§ **Aim of the exercise**
Find the line containing "blue sky shown above." in the data below and repeat it, along with all later lines, exactly through the last one.

Natural language region descriptions:
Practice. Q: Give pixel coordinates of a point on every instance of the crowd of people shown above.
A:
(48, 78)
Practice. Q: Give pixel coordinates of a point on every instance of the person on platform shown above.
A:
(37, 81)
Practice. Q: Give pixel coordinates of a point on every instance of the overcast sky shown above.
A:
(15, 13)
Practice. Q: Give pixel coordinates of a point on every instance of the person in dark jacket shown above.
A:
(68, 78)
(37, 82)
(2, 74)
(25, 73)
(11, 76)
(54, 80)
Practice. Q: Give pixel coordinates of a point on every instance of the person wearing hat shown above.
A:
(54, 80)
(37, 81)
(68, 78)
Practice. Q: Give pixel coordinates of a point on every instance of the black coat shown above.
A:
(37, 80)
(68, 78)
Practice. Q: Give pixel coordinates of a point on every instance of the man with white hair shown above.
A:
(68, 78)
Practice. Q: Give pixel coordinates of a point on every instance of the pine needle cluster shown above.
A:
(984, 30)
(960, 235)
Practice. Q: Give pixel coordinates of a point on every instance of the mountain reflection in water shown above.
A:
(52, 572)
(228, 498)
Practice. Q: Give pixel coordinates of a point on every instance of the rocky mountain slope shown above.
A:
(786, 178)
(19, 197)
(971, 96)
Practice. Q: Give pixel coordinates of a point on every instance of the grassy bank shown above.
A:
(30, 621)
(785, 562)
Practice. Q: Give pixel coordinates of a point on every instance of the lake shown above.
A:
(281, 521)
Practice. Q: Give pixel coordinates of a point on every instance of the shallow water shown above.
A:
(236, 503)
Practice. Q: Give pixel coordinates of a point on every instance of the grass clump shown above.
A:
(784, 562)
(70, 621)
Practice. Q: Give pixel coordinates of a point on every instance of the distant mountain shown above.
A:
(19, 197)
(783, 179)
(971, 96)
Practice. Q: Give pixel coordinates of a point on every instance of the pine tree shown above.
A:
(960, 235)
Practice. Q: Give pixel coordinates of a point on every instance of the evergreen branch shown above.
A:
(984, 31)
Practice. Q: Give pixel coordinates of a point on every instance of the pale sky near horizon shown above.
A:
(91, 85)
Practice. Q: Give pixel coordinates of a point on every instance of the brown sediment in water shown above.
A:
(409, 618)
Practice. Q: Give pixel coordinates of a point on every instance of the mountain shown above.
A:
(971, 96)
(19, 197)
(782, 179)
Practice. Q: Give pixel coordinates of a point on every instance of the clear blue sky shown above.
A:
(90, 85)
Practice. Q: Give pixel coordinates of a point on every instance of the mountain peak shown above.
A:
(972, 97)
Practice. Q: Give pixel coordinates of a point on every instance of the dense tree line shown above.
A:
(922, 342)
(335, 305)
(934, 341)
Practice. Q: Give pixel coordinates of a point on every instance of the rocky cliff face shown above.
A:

§ **Response box**
Practice. Q: Give pixel coordinates of a point on every instance of the clear blue sky shown above.
A:
(90, 85)
Practice. Q: Give pixel coordinates of a point on every instance of the mountain peak shown above.
A:
(972, 97)
Practice. Q: Give pixel coordinates of a point on every instance of the dense tree line shown above.
A:
(922, 342)
(335, 305)
(934, 341)
Practice. Q: Give pixel coordinates of a point on every instance of the rocky cliff face shown above.
A:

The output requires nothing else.